━━━ Text segment ━━━

The optimal treatment regimens for PTCLs remain undefined, particularly for those with EBV infection who typically have a poor prognosis. This may be attributed to EBV infection leading to extensive methylation, resulting in immune escape and disease progression (Zhang et al. 2022; Ambinder et al. 1999). Our study found that the CHOP plus AZA regimen achieved promising OS for EBER-positive patients (Fig. S2; P = 0.046) and EBER-positive plus partially positive patients (Fig. 5; P = 0.192). This trend was also observed in the AITL cohort, which constituted the largest population (Fig. S3, P = 0.052; Fig. S4, P = 0.286). Despite the limited sample size, these cases provide insights into treatment, suggesting that EBV-infected lymphomas may respond well to hypomethylating agents. Falchi et al. conducted a phase II clinical trial combining AZA and romidepsin, where 48% of patients achieved complete remission (Falchi et al. 2021). Additionally, a patient with AITL and chronic myelomonocytic leukemia preceded by an EBER-positive large B-cell lymphoma showed a favorable response to AZA (Saillard et al. 2017). These findings resonate with our results, supporting the notion that targeting DNA methylation abnormalities could be an effective strategy for patients with EBV-associated lymphomas.

The molecular paradigm of EBV was also investigated. We observed that EBER-positive and partially positive patients were more likely to harbor DNMT3A (P = 0.002), RHOAG17V (P = 0.023), and TET2 mutations (P = 0.032) (Fig. 6). Previous reports have indicated a correlation between TET2 and/or DNMT3A mutations and DNA methylation in hematological tumors (Xie et al. 2020; Lemonnier et al. 2018, Woods and Levine 2015). However, the association of EBV with methylation in PTCL has not been extensively studied. Considering the observed clinical benefit of AZA in EBV-related patients, it is conceivable that hypomethylating agents like AZA could target methylation caused by EBV through DNMT3A or TET2 to improve prognosis. Nonetheless, the detailed genetic features of EBV in PTCL remain unclear. Further studies with larger cohorts are warranted to explore this aspect, especially considering the partial overlap between the subjects of survival analysis and genetic analysis in our study.

Several limitations should be acknowledged in our study. Firstly, its retrospective nature and single-center design with varied therapeutic regimens may introduce bias, despite efforts to mitigate this through comparable clinical characteristics and statistical adjustments. Secondly, the limited sample size of EBV-infected or AZA-treated patients warrants validation in larger prospective cohorts with homogenous treatment approaches. Thirdly, while molecular analysis related to DNA methylation was conducted, there was not complete consistency between the subjects of survival analysis and genetic analysis.

In conclusion, EBER positivity, elevated DNA1, and elevated DNA4 were significantly associated with inferior survival, highlighting the importance of monitoring EBV DNA in newly diagnosed PTCL. Front-line treatment with CHOP plus AZA is possibly good for EBER partially positive and positive patients, who may exhibit high levels of methylation due to DNMT3A or TET2 mutations. However, these speculations require further exploration in larger cohort studies.

━━━

Tasks to complete:
[1] In the PTCL discussion, what share of patients reached complete remission in the phase II trial that combined AZA and romidepsin?
[2] Copy the part of the PTCL discussion that opens with the words containing "In conclusion, EBER" and closes with "larger cohort studies.", with no changes.

━━━ Data under study ━━━

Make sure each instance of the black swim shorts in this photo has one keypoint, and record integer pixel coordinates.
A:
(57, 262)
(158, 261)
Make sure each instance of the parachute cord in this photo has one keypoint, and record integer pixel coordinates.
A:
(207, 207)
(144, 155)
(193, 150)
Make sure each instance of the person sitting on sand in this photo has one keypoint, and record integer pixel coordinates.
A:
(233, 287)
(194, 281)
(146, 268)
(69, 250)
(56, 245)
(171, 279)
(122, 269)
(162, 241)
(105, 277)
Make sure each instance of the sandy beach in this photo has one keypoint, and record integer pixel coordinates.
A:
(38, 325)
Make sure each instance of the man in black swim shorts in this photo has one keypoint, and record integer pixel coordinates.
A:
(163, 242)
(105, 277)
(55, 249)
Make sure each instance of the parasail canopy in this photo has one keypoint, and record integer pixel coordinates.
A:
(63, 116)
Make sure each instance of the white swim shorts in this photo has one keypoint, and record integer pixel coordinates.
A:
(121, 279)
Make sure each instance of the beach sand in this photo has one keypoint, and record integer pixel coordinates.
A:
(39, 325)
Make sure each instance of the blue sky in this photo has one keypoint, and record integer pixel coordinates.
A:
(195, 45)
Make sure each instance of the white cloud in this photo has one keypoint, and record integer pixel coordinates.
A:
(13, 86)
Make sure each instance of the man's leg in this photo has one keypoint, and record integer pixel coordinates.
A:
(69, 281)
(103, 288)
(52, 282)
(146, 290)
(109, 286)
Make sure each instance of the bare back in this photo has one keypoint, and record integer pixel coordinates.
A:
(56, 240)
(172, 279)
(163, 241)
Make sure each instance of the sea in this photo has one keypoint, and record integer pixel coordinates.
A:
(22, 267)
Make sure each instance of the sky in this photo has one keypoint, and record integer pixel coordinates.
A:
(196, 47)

━━━

Responses to the tasks:
[1] 48% of patients.

[2]
In conclusion, EBER positivity, elevated DNA1, and elevated DNA4 were significantly associated with inferior survival, highlighting the importance of monitoring EBV DNA in newly diagnosed PTCL. Front-line treatment with CHOP plus AZA is possibly good for EBER partially positive and positive patients, who may exhibit high levels of methylation due to DNMT3A or TET2 mutations. However, these speculations require further exploration in larger cohort studies.